> _Consigne_
Réécrivez le texte sur la QPC relative au pentobarbital, en commençant par « Le dépôt de » et en allant jusqu’à « allemandes et autrichiennes. », avec « barbiturique » à la place de « pentobarbital ».

> _Extrait du document_
-*-*-
Par une décision du 21 décembre 2021, le Conseil d’Etat a refusé de transmettre la question prioritaire de constitutionnalité (QPC) soulevée par l’association Dignitas Suisse portant sur la remise en cause de l’interdiction du pentobarbital, un puissant barbiturique.
Le dépôt de cette QPC avait été largement médiatisée le 22 septembre 2021 pour forcer la légalisation de l’euthanasie et le suicide assisté au nom d’un prétendu « droit de mourir dans la dignité ». En Suisse et en Belgique, ce produit est autorisé chez l’homme, pour des suicides assistés. Ce produit est également utilisé parfois aux Etats-Unis pour exécuter les condamnés à mort.
L’association militante Suisse avait déclaré dans un communiqué que « la législation actuelle en France sur la vie de vie, la loi Claeys Leonetti, est inadéquate (…) le pentobarbital est considéré comme le moyen le plus fiable et le plus sûr de mettre fin à sa propre vie. En Suisse il est utilisé depuis de nombreuses années pour le suicide assisté ». Dignitas se targue d’avoir contribué à ce que le suicide assisté soit reconnu par les cours constitutionnelles allemandes et autrichiennes.
-*-*-
> _Lignes issues d’un jeu de données_
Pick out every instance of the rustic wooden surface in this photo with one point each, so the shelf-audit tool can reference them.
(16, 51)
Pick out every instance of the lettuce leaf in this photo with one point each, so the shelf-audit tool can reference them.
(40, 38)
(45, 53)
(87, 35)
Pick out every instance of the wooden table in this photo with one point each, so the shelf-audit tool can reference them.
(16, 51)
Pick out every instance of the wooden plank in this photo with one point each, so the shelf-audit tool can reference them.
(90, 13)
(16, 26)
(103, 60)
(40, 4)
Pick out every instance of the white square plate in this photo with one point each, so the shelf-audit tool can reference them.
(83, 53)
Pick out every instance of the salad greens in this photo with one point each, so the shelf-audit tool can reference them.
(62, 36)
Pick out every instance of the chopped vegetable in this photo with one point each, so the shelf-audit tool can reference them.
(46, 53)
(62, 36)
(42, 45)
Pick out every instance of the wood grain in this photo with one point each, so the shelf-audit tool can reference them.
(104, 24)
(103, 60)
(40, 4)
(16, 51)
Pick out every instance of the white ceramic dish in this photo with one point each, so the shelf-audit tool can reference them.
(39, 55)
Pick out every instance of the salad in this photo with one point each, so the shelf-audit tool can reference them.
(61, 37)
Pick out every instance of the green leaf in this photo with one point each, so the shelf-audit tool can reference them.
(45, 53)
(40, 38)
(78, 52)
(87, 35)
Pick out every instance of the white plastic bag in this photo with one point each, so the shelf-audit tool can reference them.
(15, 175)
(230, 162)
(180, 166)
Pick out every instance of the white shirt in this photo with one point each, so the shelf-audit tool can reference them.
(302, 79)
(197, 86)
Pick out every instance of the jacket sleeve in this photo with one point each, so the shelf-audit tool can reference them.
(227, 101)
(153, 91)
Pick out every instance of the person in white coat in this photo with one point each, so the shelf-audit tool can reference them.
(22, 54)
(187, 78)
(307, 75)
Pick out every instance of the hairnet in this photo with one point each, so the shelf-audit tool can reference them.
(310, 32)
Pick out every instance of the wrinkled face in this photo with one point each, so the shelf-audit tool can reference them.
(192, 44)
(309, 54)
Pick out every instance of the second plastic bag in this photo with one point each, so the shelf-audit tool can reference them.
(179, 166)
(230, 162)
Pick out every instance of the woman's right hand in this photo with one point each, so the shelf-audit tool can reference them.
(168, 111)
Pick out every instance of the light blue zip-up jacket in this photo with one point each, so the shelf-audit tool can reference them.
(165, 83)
-*-*-
> _Résultat attendu_
Le dépôt de cette QPC avait été largement médiatisée le 22 septembre 2021 pour forcer la légalisation de l’euthanasie et le suicide assisté au nom d’un prétendu « droit de mourir dans la dignité ». En Suisse et en Belgique, ce produit est autorisé chez l’homme, pour des suicides assistés. Ce produit est également utilisé parfois aux Etats-Unis pour exécuter les condamnés à mort.
L’association militante Suisse avait déclaré dans un communiqué que « la législation actuelle en France sur la vie de vie, la loi Claeys Leonetti, est inadéquate (…) le barbiturique est considéré comme le moyen le plus fiable et le plus sûr de mettre fin à sa propre vie. En Suisse il est utilisé depuis de nombreuses années pour le suicide assisté ». Dignitas se targue d’avoir contribué à ce que le suicide assisté soit reconnu par les cours constitutionnelles allemandes et autrichiennes.